# WRITTEN PROBLEM
Transcribe only the part of the listing below that begins at the line containing "In this exercise you will mark the woman's hand" and runs to its final line, keeping both ends.

Dataset items
***

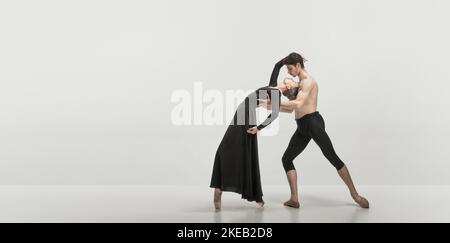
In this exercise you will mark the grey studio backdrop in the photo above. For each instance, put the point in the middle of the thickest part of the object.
(86, 86)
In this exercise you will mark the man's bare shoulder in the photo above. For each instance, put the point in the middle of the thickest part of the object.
(308, 82)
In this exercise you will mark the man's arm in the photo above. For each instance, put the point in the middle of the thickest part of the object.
(301, 97)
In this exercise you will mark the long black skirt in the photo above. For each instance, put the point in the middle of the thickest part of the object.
(236, 164)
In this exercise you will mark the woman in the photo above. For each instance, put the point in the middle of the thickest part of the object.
(236, 164)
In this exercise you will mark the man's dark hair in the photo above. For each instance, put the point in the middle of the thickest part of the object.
(293, 59)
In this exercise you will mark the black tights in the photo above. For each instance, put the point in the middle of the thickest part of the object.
(310, 126)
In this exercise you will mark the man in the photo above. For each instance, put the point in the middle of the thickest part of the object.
(310, 125)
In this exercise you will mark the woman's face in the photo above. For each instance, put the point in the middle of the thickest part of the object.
(293, 70)
(291, 89)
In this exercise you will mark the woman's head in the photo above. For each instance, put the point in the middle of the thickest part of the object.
(294, 63)
(291, 89)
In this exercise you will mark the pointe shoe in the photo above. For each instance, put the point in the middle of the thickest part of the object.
(292, 204)
(217, 199)
(361, 201)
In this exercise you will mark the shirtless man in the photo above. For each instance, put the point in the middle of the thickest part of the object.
(310, 125)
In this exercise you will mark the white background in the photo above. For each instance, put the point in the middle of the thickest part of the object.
(85, 87)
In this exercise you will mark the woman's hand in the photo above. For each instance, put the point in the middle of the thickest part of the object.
(253, 130)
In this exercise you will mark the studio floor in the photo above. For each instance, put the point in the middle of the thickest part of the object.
(183, 204)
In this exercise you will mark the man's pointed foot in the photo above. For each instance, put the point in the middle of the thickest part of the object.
(292, 204)
(361, 201)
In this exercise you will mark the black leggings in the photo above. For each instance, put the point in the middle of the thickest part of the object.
(310, 126)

***

# OUTPUT OF THE EXERCISE
In this exercise you will mark the woman's hand in the photo above. For each instance, put the point in the middle of the thickest part of the object.
(253, 130)
In this exercise you will mark the studio floor in the photo above. For each instance, put the point in the middle of the thickest part of the object.
(183, 204)
In this exercise you will mark the man's pointed foot in the photo above. For each instance, put the point in the middle of the thickest part of the object.
(292, 204)
(361, 201)
In this exercise you will mark the black leggings in the photo above. For each instance, put the point in the middle of the thickest part of the object.
(310, 126)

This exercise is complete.